## SOURCE TEXT
Marc Loriol[1]
The health crisis caused by the COVID-19 epidemic has reinforced the blurring of the boundaries between work and non-work and the impact of work time on personal life. During the first lockdown, a large number of employees found themselves, within a few days, fully teleworking without necessarily being prepared for it. In addition, the closure of schools has forced many parents, mostly mothers, to take on both distance work and childcare at the same time. More generally, working at home means that domestic and professional time must be rearranged in a new way. This may have been all the more difficult to manage as teleworking encourages possible excesses in working hours. When far from one’s own colleagues and immediate superiors, the difficulty of proving a sufficient involvement in one’s activity can lead to an increase in working time. Secondly, as working from home encourages more individualised time arrangements, coordination among colleagues can lead to an extension of the working time slots. For example, if some people prefer to start early in the morning and others decide to get up later, the choice of a remote meeting schedule or an e-mail that requires an urgent response can complicate personal arrangements and demand a wider availability.
For those who had to keep travelling to their workplace because their work could not be done remotely – the ‘frontline workers’ or ‘essential workers’ – the epidemic posed unique challenges. Fear of infecting family members or co-workers, longer travel times due to reduced public transport services and, in some cases, working overtime to cope with the crisis led some to sleep outside their homes, in or near their workplaces. Thus, in some nursing homes, certain staff members chose to isolate themselves with the residents, both to avoid introducing the virus into an establishment housing people at risk and to better support elderly people deprived of visits from their relatives.
However, these unprecedented situations only highlight, and sometimes exacerbate, developments that were already pointed out and discussed before the crisis. The secular trends had led globally to a reduction in working hours, an increasingly clear separation between work and non-work, and a standardisation and social synchronisation of working time and rest or leisure time; however, the recent period, under the effect of economic, social and technological transformations, seems to have thwarted these developments, particularly for the most precarious workers and those (more qualified) whose status defines obligations in terms of objectives or mission rather than working hours. While these reconfigurations of productive temporalities can sometimes be opportunities for a more personalised arrangement of the work/life balance, more often than not, they have an unevenly distributed cost in terms of health, well-being or social relations.
Maryline Bèque shows that women suffer more than men from the reproaches made by those around them about their lack of availability because of work. Women from working-class groups (blue-collar workers, white-collar workers) doing night shifts, alternating shifts or long hours are particularly affected because of the traditional family model in these social groups (greater social pressure to take on domestic and educational tasks).
Laurence Weibel is also interested in atypical working hours (shift work, evenings, weekends, variable working hours, irregular weeks, overtime, fragmented or cut-off work) and their health and social consequences: social isolation, metabolic or eating disorders, fatigue and psychosocial risks, disorganisation of private life and difficulty in making plans, etc.
In a study on company agreements at PSA-Mulhouse, Juan Sebastian Carbonell shows that negotiations lead to a flexible and fragmented organisation of working hours, more adapted to the needs of the company than to those of the employees. This leads to ‘bad fatigue’, which workers, especially older ones, feel they cannot overcome.
Marie-Anne Gautier, referring to epidemiological studies carried out in South-East Asian countries, reminds us that long working hours (more than 45 hours per week) have deleterious effects on health: an increased cardiovascular risk, an increase in depressive states, anxiety or sleep disorders and, for women, gynaecological consequences (risk of miscarriage, premature delivery, etc.).

## SOURCE INFORMATION

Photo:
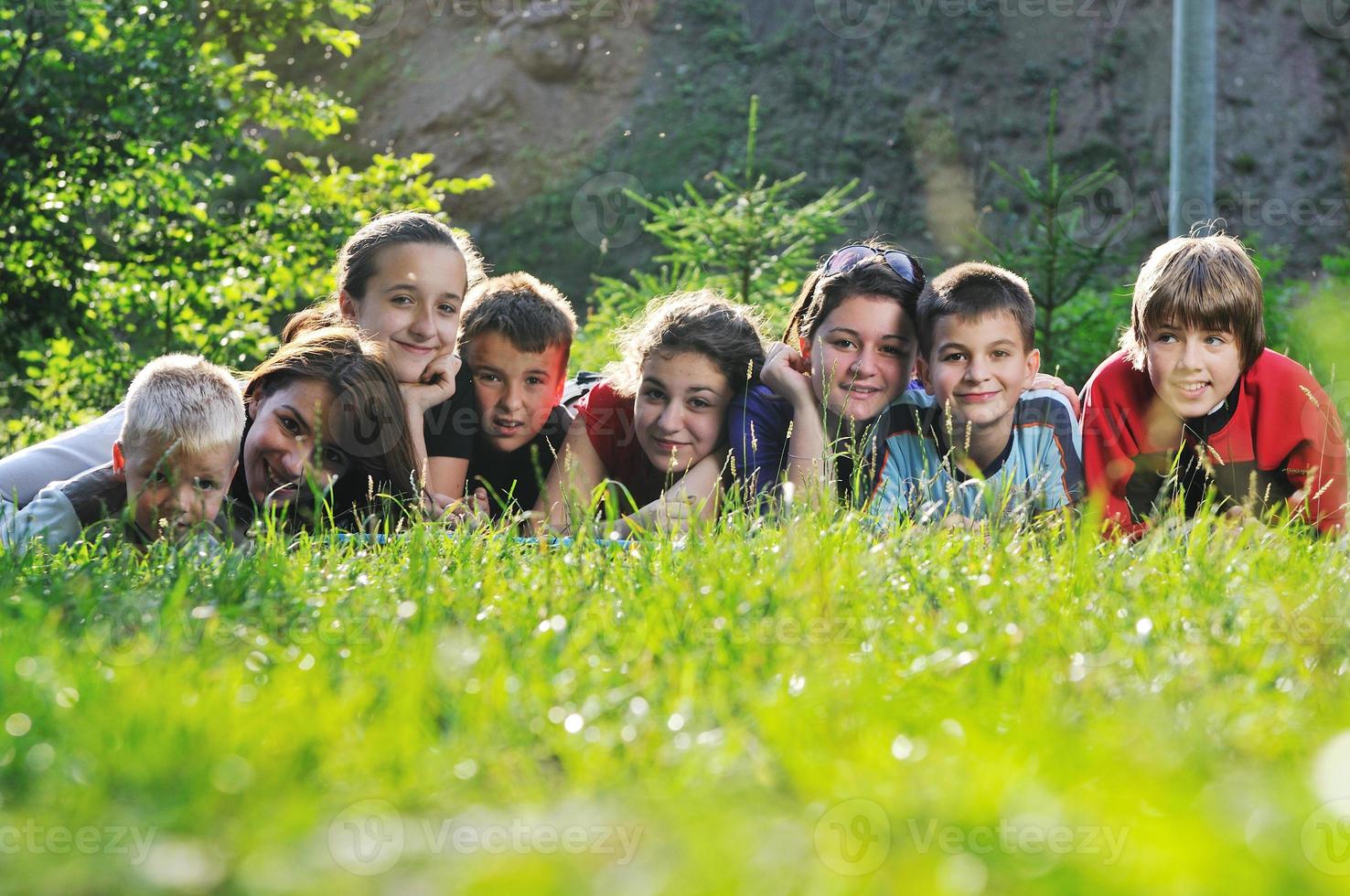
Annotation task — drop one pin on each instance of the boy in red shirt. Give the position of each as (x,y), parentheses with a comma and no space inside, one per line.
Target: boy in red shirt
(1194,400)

==

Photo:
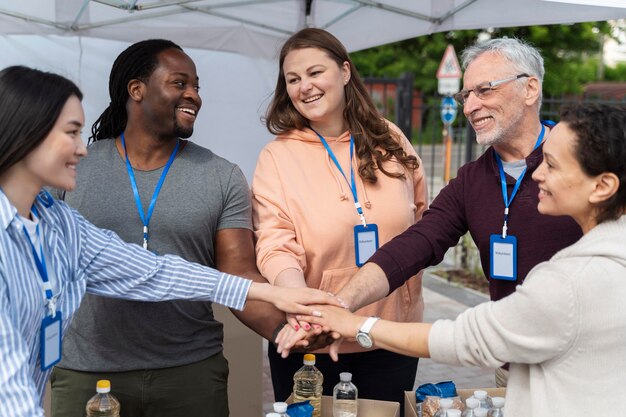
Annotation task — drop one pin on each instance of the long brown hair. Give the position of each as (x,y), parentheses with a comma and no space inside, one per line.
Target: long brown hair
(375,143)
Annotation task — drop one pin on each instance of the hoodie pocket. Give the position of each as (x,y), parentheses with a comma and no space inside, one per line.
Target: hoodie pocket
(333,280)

---

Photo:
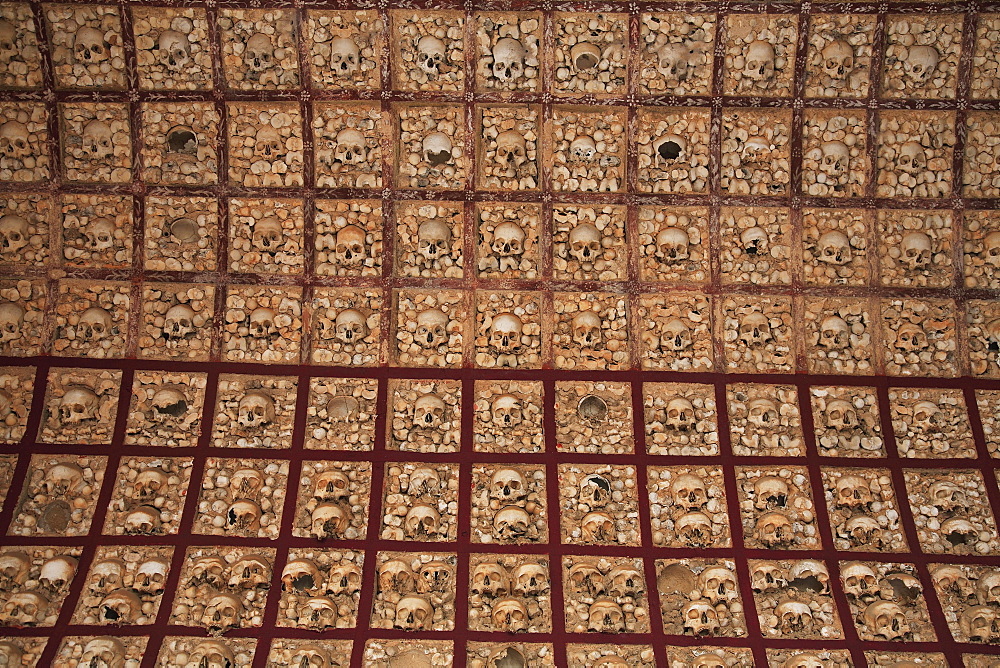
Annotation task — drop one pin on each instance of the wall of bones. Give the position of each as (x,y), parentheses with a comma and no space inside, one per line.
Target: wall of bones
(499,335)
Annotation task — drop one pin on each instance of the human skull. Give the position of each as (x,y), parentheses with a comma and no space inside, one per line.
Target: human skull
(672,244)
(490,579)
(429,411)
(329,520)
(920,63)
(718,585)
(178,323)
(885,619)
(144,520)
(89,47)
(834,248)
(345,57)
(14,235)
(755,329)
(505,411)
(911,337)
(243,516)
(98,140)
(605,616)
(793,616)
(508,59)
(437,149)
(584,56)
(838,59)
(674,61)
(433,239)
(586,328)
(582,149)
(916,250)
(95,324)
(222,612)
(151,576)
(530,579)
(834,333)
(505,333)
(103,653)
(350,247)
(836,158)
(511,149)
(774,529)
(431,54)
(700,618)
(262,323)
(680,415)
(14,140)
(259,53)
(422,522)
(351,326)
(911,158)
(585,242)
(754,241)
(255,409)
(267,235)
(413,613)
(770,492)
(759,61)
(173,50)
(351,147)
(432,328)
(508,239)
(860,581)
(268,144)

## PARTS OF THE EXERCISE
1) Duplicate the passage on working time from "Maryline Bèque shows" through "and educational tasks).": begin at the words "Maryline Bèque shows" and stop after "and educational tasks).".
2) Do the following statements agree with the passage on working time? Answer yes or no for each, and quote the deciding words. (a) During the first lockdown, many employees began fully teleworking within a few days. (b) The epidemiological studies Marie-Anne Gautier refers to were carried out in European countries. (c) Juan Sebastian Carbonell's study concerns company agreements at PSA-Mulhouse.

## TASK-BY-TASK ANSWERS
1)
Maryline Bèque shows that women suffer more than men from the reproaches made by those around them about their lack of availability because of work. Women from working-class groups (blue-collar workers, white-collar workers) doing night shifts, alternating shifts or long hours are particularly affected because of the traditional family model in these social groups (greater social pressure to take on domestic and educational tasks).

2)
(a) Yes: "a large number of employees found themselves, within a few days, fully teleworking"
(b) No: "referring to epidemiological studies carried out in South-East Asian countries"
(c) Yes: "In a study on company agreements at PSA-Mulhouse"